Reproduce the lines below verbatim. Pictures are to be omitted.

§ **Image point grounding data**
___

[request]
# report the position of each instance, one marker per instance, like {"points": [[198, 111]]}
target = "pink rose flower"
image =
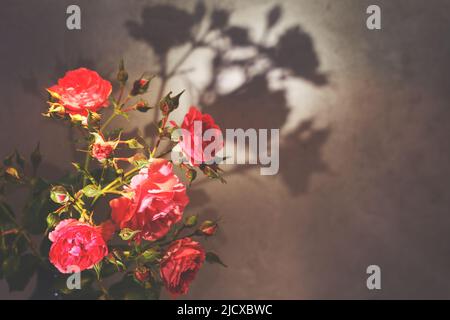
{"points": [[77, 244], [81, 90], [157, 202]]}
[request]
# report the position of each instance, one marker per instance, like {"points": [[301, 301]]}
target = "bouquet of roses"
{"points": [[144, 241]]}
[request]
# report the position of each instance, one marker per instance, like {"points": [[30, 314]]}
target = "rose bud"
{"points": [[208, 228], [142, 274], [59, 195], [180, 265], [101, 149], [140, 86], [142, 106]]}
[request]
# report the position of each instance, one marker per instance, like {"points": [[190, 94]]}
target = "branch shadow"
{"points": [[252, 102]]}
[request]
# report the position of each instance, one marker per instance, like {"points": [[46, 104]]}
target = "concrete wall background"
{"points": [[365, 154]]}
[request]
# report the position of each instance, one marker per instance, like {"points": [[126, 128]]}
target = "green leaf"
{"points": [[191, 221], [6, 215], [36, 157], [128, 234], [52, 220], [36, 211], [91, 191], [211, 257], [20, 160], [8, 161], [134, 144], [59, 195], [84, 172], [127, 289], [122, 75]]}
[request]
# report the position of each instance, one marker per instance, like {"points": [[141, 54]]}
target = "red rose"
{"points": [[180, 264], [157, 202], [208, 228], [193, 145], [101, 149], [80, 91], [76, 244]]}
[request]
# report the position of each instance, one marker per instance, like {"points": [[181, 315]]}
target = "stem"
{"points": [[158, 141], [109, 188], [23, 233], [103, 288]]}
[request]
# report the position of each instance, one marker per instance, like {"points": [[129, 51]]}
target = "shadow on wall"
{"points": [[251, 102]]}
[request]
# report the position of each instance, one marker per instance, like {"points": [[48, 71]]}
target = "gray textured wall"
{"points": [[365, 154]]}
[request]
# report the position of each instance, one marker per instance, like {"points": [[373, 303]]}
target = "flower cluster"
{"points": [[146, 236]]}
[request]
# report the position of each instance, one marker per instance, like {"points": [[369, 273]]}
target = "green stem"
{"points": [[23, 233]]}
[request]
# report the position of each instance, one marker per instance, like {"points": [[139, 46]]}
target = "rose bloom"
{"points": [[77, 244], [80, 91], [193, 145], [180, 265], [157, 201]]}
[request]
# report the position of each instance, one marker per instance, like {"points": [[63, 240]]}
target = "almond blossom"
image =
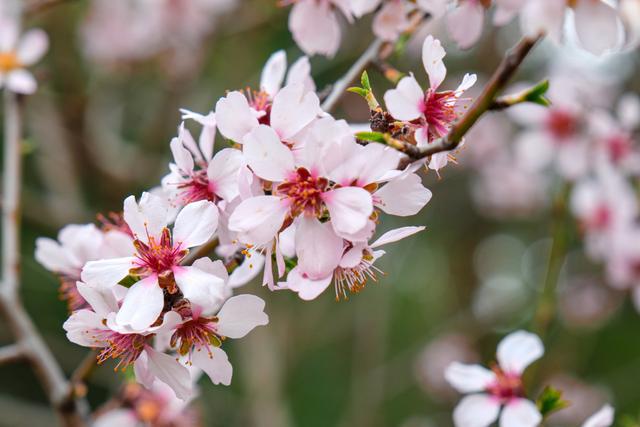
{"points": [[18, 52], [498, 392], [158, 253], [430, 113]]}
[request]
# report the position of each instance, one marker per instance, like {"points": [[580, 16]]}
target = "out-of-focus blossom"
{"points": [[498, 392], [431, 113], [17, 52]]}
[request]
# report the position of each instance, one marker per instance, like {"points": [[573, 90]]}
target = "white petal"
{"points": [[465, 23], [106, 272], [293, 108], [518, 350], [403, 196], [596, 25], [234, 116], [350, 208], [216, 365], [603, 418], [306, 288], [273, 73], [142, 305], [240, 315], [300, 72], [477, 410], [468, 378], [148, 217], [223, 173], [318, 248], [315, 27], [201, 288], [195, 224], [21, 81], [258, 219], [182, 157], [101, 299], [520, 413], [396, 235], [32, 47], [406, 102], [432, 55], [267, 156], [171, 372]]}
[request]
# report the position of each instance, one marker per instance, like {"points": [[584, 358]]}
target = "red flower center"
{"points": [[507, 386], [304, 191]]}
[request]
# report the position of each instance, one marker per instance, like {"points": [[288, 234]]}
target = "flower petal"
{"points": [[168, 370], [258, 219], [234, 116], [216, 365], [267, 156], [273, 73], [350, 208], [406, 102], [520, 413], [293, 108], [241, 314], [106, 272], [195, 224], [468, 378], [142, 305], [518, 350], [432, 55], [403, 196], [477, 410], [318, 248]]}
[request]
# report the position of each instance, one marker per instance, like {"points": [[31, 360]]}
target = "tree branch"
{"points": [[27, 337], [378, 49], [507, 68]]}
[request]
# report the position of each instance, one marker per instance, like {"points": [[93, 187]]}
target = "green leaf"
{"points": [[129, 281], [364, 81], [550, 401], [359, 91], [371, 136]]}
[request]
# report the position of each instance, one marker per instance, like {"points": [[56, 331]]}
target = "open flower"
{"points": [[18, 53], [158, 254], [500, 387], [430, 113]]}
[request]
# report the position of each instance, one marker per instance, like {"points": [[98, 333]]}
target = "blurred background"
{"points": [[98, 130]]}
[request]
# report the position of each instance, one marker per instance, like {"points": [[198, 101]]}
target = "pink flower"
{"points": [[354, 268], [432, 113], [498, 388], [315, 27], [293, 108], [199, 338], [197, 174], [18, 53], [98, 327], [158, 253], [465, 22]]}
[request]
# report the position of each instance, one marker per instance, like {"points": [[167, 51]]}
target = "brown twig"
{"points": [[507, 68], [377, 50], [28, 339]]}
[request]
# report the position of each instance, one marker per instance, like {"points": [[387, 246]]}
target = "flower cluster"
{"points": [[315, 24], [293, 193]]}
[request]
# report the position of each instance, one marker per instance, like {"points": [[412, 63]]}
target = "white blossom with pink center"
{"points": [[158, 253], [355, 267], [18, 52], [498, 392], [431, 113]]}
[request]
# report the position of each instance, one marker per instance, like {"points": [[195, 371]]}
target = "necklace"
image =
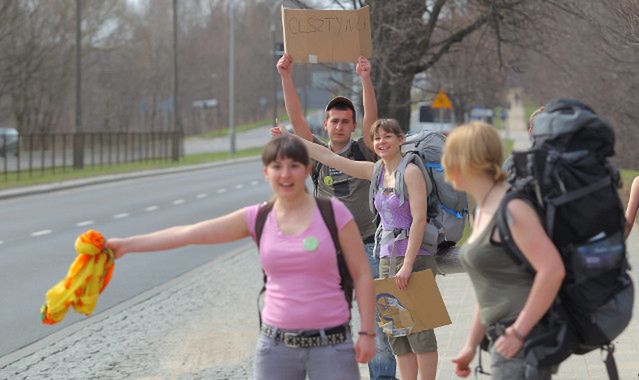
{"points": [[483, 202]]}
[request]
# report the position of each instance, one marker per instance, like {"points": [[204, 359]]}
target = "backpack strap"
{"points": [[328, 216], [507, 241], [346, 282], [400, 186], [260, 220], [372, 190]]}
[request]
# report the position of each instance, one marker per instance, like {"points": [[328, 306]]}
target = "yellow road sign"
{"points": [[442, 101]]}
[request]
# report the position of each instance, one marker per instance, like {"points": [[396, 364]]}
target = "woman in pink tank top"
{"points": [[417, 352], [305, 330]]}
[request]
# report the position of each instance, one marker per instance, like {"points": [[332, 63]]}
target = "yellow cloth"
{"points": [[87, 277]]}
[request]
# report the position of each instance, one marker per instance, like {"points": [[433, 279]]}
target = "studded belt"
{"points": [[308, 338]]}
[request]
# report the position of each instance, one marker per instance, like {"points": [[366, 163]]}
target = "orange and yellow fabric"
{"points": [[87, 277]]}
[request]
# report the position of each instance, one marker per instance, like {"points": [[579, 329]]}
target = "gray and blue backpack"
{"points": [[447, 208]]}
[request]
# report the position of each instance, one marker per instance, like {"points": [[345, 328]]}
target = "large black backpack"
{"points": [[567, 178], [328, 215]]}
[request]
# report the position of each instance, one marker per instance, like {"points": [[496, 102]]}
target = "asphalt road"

___

§ **Expected answer**
[request]
# report the position of each instance, one marker per instance, like {"points": [[198, 111]]}
target = "pink rose flower"
image =
{"points": [[77, 244], [81, 90], [157, 202]]}
[request]
# report the position of each instance, one marker per instance, like {"points": [[301, 301]]}
target = "bouquet of roses"
{"points": [[144, 241]]}
[request]
# report the position of each instance, one marker per instance, like {"points": [[30, 314]]}
target = "rose bud"
{"points": [[208, 228], [142, 274], [59, 195], [180, 265], [101, 149], [140, 86], [142, 106]]}
[request]
# report the position of each instance, one marker per instance, like {"points": [[190, 94]]}
target = "branch shadow"
{"points": [[252, 102]]}
[request]
# report the position of each instance, one marker per instance, like {"points": [[46, 104]]}
target = "concrete wall background"
{"points": [[365, 154]]}
[request]
# report the position of each instance, one marker per instance, like {"points": [[126, 128]]}
target = "green leaf"
{"points": [[191, 221], [6, 215], [36, 157], [128, 234], [52, 220], [36, 211], [91, 191], [211, 257], [20, 160], [8, 161], [134, 144], [59, 195], [84, 172], [127, 289], [122, 75]]}
[request]
# report the position of each instance, one marker per instance, like {"points": [[141, 54]]}
target = "red rose"
{"points": [[180, 264], [157, 202], [208, 228], [193, 145], [101, 149], [80, 91], [76, 244]]}
[request]
# report the position of each instance, one marker per instance, like {"points": [[181, 315]]}
target = "stem"
{"points": [[158, 141], [109, 188], [23, 233], [103, 288]]}
[request]
# report the position of each instance, one marker per instance, like {"points": [[129, 51]]}
target = "shadow on wall"
{"points": [[251, 102]]}
[request]
# report the position of each instance, one marker per instance, like {"points": [[48, 71]]}
target = "gray textured wall"
{"points": [[365, 154]]}
[request]
# report the position of each instance, one marker per instance, like {"points": [[373, 303]]}
target = "flower cluster"
{"points": [[146, 236]]}
[request]
# report the position of each instance, one marker per instance, like {"points": [[369, 273]]}
target = "green stem"
{"points": [[23, 233]]}
[request]
# report the position of each instance, one marker per instance, like {"points": [[139, 46]]}
target = "rose bloom"
{"points": [[77, 244], [80, 91], [193, 145], [180, 265], [157, 201]]}
[request]
# report the position of each instance, one marker per instance, like {"points": [[63, 240]]}
target = "almond blossom"
image =
{"points": [[18, 52], [498, 392], [158, 253], [430, 113]]}
[request]
# report the position of each instance, one marker per instance, like {"points": [[580, 16]]}
target = "out-of-focus blossom"
{"points": [[498, 392], [431, 113], [17, 52]]}
[request]
# report the position of each instance, one marker per instance, like {"points": [[573, 90]]}
target = "white petal"
{"points": [[465, 23], [106, 272], [293, 108], [518, 350], [403, 196], [596, 25], [234, 116], [350, 208], [216, 365], [603, 418], [306, 288], [273, 73], [142, 305], [240, 315], [300, 72], [477, 410], [468, 378], [148, 217], [223, 173], [318, 248], [315, 27], [201, 288], [195, 224], [21, 81], [258, 219], [182, 157], [101, 299], [520, 413], [396, 235], [32, 47], [406, 102], [432, 55], [267, 156], [171, 372]]}
[request]
# report the position of each instance, one marker per instance, like {"points": [[584, 358]]}
target = "red flower center"
{"points": [[507, 386], [304, 191]]}
[request]
# report the position of each instance, one marker per instance, like {"points": [[288, 234]]}
target = "flower petal"
{"points": [[168, 370], [258, 219], [234, 116], [216, 365], [267, 156], [273, 73], [350, 208], [406, 102], [520, 413], [293, 108], [241, 314], [106, 272], [195, 224], [468, 378], [142, 305], [518, 350], [432, 55], [403, 196], [477, 410], [318, 248]]}
[request]
# report the position of each instance, one marker per instance, like {"points": [[31, 360]]}
target = "tree branch"
{"points": [[27, 337], [378, 49], [507, 68]]}
[request]
# report the position of each instance, one marker per instance, like {"points": [[93, 187]]}
target = "green leaf"
{"points": [[129, 281], [364, 81], [550, 401], [359, 91], [371, 136]]}
[request]
# report the position of each instance, one marker per instance, like {"points": [[56, 331]]}
target = "open flower"
{"points": [[18, 53], [158, 254], [500, 387], [430, 113]]}
[request]
# report the position of each instance, one marker per instance, like {"points": [[98, 333]]}
target = "blurred background"
{"points": [[98, 130]]}
[request]
# report the position of each instance, one marker per instance, like {"points": [[198, 101]]}
target = "pink flower"
{"points": [[354, 268], [432, 113], [498, 388], [315, 27], [293, 108], [199, 338], [197, 174], [18, 53], [98, 327], [158, 253], [465, 22]]}
[request]
# report the position of each instance, one marker per instance, like {"points": [[167, 51]]}
target = "brown twig"
{"points": [[507, 68], [377, 50], [28, 339]]}
[request]
# report the position of each instance, one marker per instance, like {"points": [[387, 246]]}
target = "flower cluster"
{"points": [[315, 24], [293, 193]]}
[request]
# report the position of each instance, one marker per instance, like {"points": [[412, 63]]}
target = "white blossom with pink center"
{"points": [[158, 253], [355, 267], [18, 52], [498, 392], [431, 113]]}
[request]
# report the position of each instance, one marker per instance, like {"points": [[195, 371]]}
target = "necklace"
image =
{"points": [[483, 202]]}
[request]
# report the position of each instance, one marker per instance, like {"points": [[204, 359]]}
target = "backpack strap"
{"points": [[328, 216], [507, 241], [346, 282], [400, 186], [260, 220], [372, 190]]}
[request]
# report the position of each instance, one marker per instance, like {"points": [[328, 306]]}
target = "yellow road sign"
{"points": [[442, 101]]}
[request]
# report the position of each instance, one marker per instance, like {"points": [[396, 364]]}
target = "woman in pink tank top"
{"points": [[417, 352], [305, 330]]}
[request]
# report the position of each instance, one marker per instance, like {"points": [[332, 63]]}
target = "yellow cloth"
{"points": [[87, 277]]}
[request]
# report the position of each instance, one marker per instance, like {"points": [[433, 279]]}
target = "studded belt"
{"points": [[308, 338]]}
[request]
# report the position of each instance, one marker per instance, like {"points": [[366, 163]]}
target = "orange and yellow fabric"
{"points": [[87, 277]]}
[request]
# report the position of each instance, one marker per instance, like {"points": [[579, 329]]}
target = "gray and blue backpack"
{"points": [[447, 208]]}
[request]
# report the position of each instance, one marker per instance, like {"points": [[345, 328]]}
target = "large black backpack"
{"points": [[567, 178], [328, 215]]}
[request]
# report the position of each instance, one marker per instance, like {"points": [[496, 102]]}
target = "asphalt road"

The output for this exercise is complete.